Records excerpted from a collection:
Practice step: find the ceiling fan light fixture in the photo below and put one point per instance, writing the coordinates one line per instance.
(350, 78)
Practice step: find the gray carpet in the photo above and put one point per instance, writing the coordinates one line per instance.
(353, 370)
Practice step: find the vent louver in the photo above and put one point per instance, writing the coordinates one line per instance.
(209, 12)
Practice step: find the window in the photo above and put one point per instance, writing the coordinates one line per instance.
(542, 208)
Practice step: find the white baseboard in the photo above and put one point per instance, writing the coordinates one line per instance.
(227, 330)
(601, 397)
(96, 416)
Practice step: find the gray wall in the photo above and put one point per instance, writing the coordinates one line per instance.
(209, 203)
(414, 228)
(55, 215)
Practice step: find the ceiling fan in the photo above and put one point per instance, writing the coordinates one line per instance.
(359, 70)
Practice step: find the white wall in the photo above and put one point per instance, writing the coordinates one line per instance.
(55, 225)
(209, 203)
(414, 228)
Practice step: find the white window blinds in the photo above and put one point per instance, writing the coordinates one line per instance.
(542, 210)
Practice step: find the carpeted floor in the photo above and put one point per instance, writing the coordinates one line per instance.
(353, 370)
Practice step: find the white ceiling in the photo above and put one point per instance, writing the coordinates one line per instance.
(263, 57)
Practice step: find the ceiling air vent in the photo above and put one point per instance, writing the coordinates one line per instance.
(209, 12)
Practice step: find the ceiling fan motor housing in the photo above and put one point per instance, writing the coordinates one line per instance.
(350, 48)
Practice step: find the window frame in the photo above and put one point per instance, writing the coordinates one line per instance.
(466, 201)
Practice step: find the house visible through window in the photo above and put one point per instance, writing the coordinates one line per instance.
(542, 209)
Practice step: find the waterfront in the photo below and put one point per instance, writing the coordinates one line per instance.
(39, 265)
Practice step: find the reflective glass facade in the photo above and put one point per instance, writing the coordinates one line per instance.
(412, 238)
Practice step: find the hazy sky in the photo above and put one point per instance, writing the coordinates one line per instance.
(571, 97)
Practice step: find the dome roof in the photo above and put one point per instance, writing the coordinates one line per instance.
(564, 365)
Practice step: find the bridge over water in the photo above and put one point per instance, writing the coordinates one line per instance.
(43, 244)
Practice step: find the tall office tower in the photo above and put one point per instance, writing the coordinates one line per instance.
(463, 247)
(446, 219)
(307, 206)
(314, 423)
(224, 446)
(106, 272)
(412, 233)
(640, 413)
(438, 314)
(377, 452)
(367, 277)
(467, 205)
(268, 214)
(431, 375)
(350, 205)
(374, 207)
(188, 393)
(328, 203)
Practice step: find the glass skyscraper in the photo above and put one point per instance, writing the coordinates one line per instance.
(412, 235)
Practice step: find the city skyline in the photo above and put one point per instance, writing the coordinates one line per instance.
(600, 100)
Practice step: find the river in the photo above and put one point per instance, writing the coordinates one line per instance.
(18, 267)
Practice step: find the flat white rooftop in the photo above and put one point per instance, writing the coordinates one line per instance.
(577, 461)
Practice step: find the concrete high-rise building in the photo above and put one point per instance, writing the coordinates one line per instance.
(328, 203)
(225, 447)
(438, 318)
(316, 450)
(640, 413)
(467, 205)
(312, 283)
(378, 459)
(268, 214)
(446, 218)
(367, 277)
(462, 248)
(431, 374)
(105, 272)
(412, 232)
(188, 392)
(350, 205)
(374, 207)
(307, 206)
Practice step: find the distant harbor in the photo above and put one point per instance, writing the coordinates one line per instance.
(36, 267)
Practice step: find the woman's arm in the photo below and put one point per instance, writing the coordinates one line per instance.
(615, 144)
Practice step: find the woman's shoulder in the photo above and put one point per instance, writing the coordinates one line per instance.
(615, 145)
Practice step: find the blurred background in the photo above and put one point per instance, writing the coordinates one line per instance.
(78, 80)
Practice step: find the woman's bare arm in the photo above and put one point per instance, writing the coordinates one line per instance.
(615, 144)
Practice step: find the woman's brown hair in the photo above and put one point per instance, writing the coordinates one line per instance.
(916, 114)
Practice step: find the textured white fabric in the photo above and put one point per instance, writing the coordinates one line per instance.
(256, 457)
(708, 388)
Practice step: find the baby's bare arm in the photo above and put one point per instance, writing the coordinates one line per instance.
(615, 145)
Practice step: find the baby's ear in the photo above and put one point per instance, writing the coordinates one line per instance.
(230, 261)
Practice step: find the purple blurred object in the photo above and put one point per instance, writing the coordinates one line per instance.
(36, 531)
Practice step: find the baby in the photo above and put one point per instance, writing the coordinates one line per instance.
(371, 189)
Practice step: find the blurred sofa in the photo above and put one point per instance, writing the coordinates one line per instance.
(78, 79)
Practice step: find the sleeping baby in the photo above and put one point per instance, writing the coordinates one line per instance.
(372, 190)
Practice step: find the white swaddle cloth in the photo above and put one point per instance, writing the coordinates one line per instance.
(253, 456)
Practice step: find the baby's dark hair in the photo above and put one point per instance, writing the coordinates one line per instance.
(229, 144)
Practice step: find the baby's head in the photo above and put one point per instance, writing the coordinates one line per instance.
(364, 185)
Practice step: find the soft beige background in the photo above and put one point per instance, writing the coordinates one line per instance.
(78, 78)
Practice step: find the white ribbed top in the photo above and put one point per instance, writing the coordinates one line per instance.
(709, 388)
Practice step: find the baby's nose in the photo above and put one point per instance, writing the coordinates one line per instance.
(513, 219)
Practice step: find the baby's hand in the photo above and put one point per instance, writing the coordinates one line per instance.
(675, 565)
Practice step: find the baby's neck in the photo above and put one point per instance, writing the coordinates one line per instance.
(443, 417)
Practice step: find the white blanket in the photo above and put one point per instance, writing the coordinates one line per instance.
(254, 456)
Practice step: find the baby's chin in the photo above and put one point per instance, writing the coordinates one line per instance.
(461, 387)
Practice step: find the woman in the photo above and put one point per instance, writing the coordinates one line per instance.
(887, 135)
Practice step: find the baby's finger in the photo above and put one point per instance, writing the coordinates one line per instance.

*What the exercise asks*: What is needed is each line of the data, printed exactly.

*Expected answer*:
Practice step: find the ceiling fan light fixture in the photo below and put one point per instance, writing the coordinates one line per instance.
(350, 78)
Practice step: find the gray carpet in the photo above and put one point per instance, writing the coordinates one line per instance.
(353, 370)
Practice step: find the vent louver in the photo above and put one point per instance, writing the coordinates one line per instance.
(209, 12)
Practice step: find the window in the photo above and put one point per instance, writing the coordinates one line per instance.
(542, 208)
Practice step: find the white baseboard in the photo above and put one point per instance, writing the coordinates one line per instance.
(227, 330)
(601, 397)
(96, 416)
Practice step: find the gray wall in the photo above and put one point per instance, writing the coordinates one line per instance.
(209, 203)
(414, 228)
(55, 215)
Practice step: find the ceiling fan in the photo above and put one point per instance, writing the coordinates one line per instance.
(359, 70)
Practice step: find the white wall in the photo above and put one point per instance, writing the coordinates one line per instance.
(55, 225)
(209, 203)
(414, 228)
Practice step: find the white window blinds in the photo above and put one point per instance, writing the coordinates one line per instance.
(542, 210)
Practice step: find the carpeted floor in the photo above and put one point per instance, writing the coordinates one line per instance.
(353, 370)
Practice step: find the white ceiling in the photo above and put one point per instance, writing the coordinates one line per instance.
(263, 57)
Practice step: find the ceiling air vent in the photo above and put one point per instance, writing the coordinates one line per instance.
(209, 12)
Practice step: find the ceiling fan motor housing in the photo above and put one point per instance, writing the coordinates one line per instance.
(350, 48)
Practice step: find the window frame in the photo above and put one point per instance, writing the coordinates one line per instance.
(466, 201)
Practice step: find the house visible through window in the photo above and put one point per instance, writing the coordinates one line per instance.
(542, 209)
Practice step: find the waterfront in the photo below and put one point per instance, writing the coordinates one line per instance.
(39, 265)
Practice step: find the reflective glass facade in the photo above and put one point per instance, writing the coordinates one line per instance.
(412, 238)
Practice step: find the hazy sky in the photo above and put one point per instance, writing the coordinates one line per instance.
(571, 97)
Practice step: find the dome roof in the photo above and put one point per instance, writing the coordinates one line per instance.
(564, 365)
Practice step: find the bridge over water in the photo above and put one point per instance, writing the coordinates one line per instance.
(43, 244)
Practice step: find the tall office tower in the photo above and put one point per instance, writing the coordinates one line per instance.
(463, 247)
(446, 219)
(307, 206)
(314, 423)
(224, 446)
(106, 272)
(412, 233)
(640, 413)
(438, 314)
(377, 452)
(367, 277)
(467, 205)
(268, 214)
(431, 375)
(350, 205)
(374, 207)
(188, 393)
(328, 203)
Practice step: find the glass skyscraper in the photo above and put one point per instance, writing the coordinates one line per instance.
(412, 235)
Practice step: find the city skyline in the photo above and put one point per instance, writing the coordinates one line per instance.
(600, 100)
Practice step: find the river in the photo above and put one point per instance, writing the coordinates one line per instance.
(18, 267)
Practice step: find the flat white rooftop in the photo above and put one point per instance, writing the coordinates one line per instance.
(577, 461)
Practice step: find the concrete high-rise building in the photo above and put one point per instance, writing the coordinates one line per instance.
(328, 203)
(225, 447)
(438, 318)
(316, 450)
(640, 413)
(467, 205)
(312, 283)
(378, 459)
(268, 214)
(446, 218)
(367, 277)
(462, 248)
(431, 374)
(105, 272)
(412, 232)
(188, 392)
(350, 205)
(374, 207)
(307, 206)
Practice step: find the distant harbor in the photo above and put one point per instance, writing the coordinates one line per instance.
(36, 267)
Practice step: find the woman's arm in the photo below and put one point per instance, writing the coordinates one line per instance.
(615, 144)
Practice step: find the woman's shoulder in the photo above and put one point per instance, writing the coordinates one line per instance.
(615, 145)
Practice step: find the blurred background in the photo above and put one point per instance, writing the coordinates one line per instance.
(78, 80)
Practice step: find the woman's bare arm in the photo above and put one point per instance, writing the coordinates one line per instance.
(615, 144)
Practice step: find the woman's brown hair in the photo above and put one point per instance, writing the coordinates one line per instance.
(916, 114)
Practice step: find the textured white fabric in the photo above and put one point per instance, writing the coordinates one line per instance.
(256, 457)
(708, 388)
Practice step: find the baby's bare arm in the photo above and put one point per instance, writing the coordinates one line per instance.
(615, 145)
Practice step: find the baby's ear in the photo above and put one point per instance, writing the coordinates one line per instance.
(230, 261)
Practice step: find the purple blurred object in the photo above and put one point per instance, writing the coordinates one line per instance.
(36, 531)
Practice step: find the baby in the photo above and put one point per instance, writing the coordinates one line per instance.
(371, 189)
Practice step: find the blurred sofa in the photo above and put one point per instance, writing the coordinates one line per instance.
(78, 79)
Practice step: find the sleeping baby in the photo above and put one point per instance, writing the coordinates one line per instance.
(372, 190)
Practice step: find the white swaddle cloth in the photo above and put one point per instance, writing the coordinates one line per instance.
(253, 456)
Practice step: find the baby's dark hair in the photo above and put one point per instance, writing the coordinates one line per instance.
(229, 144)
Practice step: find the baby's head in the photo above and put one point per instance, writing the coordinates one line per instance.
(364, 185)
Practice step: find the soft beige background in the photo above and put one point per instance, writing the coordinates one line per instance.
(78, 78)
Practice step: find the white ribbed top in the photo above and put one point per instance, writing the coordinates one line per instance.
(709, 388)
Practice step: find the baby's nose in the photo above and put one point per instance, writing the coordinates one line per instance.
(513, 219)
Practice step: find the baby's hand in the photo above and put one point per instance, writing the coordinates one line per instance.
(675, 565)
Practice step: find the baby's neck in the photo above and put one point per instance, writing the coordinates one line per instance.
(443, 417)
Practice step: find the white blanket in the photo above and put one point per instance, writing the coordinates one line per instance.
(254, 456)
Practice step: find the baby's chin in the photo above and put one point per instance, writing the coordinates one line per instance.
(461, 387)
Practice step: find the woman in the photo above and put one point per instance, writing the coordinates one line per instance.
(887, 135)
Practice step: find the baby's finger in the photo above and put one point per instance, writing the coordinates one line per instance.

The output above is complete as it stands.